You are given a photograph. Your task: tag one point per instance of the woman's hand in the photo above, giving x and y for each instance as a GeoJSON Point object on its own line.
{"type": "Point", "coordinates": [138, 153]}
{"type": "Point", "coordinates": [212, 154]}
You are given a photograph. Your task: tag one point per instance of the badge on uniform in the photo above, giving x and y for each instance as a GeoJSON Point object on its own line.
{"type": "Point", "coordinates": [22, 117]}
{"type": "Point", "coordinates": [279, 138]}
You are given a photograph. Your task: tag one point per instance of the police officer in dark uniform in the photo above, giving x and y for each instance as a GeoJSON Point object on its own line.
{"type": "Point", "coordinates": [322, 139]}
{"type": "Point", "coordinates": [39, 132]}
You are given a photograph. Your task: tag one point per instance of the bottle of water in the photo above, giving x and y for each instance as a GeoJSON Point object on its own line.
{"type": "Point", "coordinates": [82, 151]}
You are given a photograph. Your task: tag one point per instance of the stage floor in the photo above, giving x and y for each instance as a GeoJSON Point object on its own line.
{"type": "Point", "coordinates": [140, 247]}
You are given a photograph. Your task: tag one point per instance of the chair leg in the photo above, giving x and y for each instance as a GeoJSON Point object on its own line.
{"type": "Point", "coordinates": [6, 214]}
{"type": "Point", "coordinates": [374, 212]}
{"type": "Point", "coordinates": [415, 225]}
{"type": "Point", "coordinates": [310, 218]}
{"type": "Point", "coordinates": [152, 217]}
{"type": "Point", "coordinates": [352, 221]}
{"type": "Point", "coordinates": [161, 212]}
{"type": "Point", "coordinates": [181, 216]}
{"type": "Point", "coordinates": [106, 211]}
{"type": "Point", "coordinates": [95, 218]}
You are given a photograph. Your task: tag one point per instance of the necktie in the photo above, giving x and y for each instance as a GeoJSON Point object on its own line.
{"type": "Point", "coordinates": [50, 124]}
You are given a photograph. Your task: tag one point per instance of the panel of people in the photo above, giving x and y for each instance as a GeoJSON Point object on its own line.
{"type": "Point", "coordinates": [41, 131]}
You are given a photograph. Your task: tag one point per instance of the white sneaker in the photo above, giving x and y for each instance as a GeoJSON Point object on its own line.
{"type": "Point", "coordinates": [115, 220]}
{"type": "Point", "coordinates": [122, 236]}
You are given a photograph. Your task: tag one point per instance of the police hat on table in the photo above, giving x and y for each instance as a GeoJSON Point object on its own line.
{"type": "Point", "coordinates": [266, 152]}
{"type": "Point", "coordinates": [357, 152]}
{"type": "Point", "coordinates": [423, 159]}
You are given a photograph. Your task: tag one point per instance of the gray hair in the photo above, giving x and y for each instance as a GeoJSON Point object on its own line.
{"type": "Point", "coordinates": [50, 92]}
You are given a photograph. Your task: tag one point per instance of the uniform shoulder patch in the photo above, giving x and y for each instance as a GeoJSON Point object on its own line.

________________________________________

Problem requirements.
Return the entries above exactly, each one complete.

Reply.
You are given a photograph. Your task: tag one point per instance of the woman's hand in the photo above, giving x and y for each instance as a GeoJSON Point object on its own line.
{"type": "Point", "coordinates": [138, 153]}
{"type": "Point", "coordinates": [212, 154]}
You are given a photograph. Your task: tag one point per instance of the badge on uniform in the photo above, giving x and y for each instance as a GeoJSON Point object on its own line.
{"type": "Point", "coordinates": [22, 117]}
{"type": "Point", "coordinates": [279, 138]}
You are given a photograph. Your task: tag one point per instance of the police officer in dark uniform in the photo above, giving x and y for each instance as a GeoJSON Point object on its own line.
{"type": "Point", "coordinates": [322, 139]}
{"type": "Point", "coordinates": [39, 132]}
You are given a photograph. Your task: tag one point per instance of the bottle of water in the photo above, giving x and y for each instance as a GeoJSON Point object on its own line.
{"type": "Point", "coordinates": [82, 151]}
You are given a photograph. Your task: tag one point per instance of the stage floor in the photo above, giving x and y for each instance as a GeoJSON Point object on its own line.
{"type": "Point", "coordinates": [140, 247]}
You are given a photograph. Your task: tag one point per instance of the chair leg in the photo above, giving x and y for each instance as a GeoJSON Point object on its own line.
{"type": "Point", "coordinates": [6, 214]}
{"type": "Point", "coordinates": [374, 212]}
{"type": "Point", "coordinates": [415, 225]}
{"type": "Point", "coordinates": [310, 218]}
{"type": "Point", "coordinates": [152, 217]}
{"type": "Point", "coordinates": [352, 221]}
{"type": "Point", "coordinates": [161, 212]}
{"type": "Point", "coordinates": [181, 216]}
{"type": "Point", "coordinates": [106, 211]}
{"type": "Point", "coordinates": [95, 218]}
You are given a photograph. Your task: tag one point per instance of the necktie in the photo above, giving x and y for each instance as a GeoJSON Point object on its own line.
{"type": "Point", "coordinates": [50, 124]}
You are given a photograph. Your task: tag one point per instance of the panel of people in the photo above, giving x and y for each instance as a GeoJSON Point object on its own line.
{"type": "Point", "coordinates": [41, 131]}
You are given a photograph. Your task: tag one point per instance of the white sneaker in the photo above, giving x and y for each instance as a GeoJSON Point object on its own line.
{"type": "Point", "coordinates": [115, 220]}
{"type": "Point", "coordinates": [122, 236]}
You are given a photograph. Your task: tag one point per instance of the police hat on table in the photo above, giving x and y for each instance as a GeoJSON Point object on its own line.
{"type": "Point", "coordinates": [266, 152]}
{"type": "Point", "coordinates": [357, 152]}
{"type": "Point", "coordinates": [423, 159]}
You are given a photograph. Your task: tag one point per instance of the gray hair in the photo above, giving x and y for each instance as a GeoJSON Point object on its own line.
{"type": "Point", "coordinates": [50, 92]}
You are given a photograph. Your task: tag one point per instance of the uniform shoulder patch in the photo above, giving x and y for each instance as a GeoJSON Point object on its own line.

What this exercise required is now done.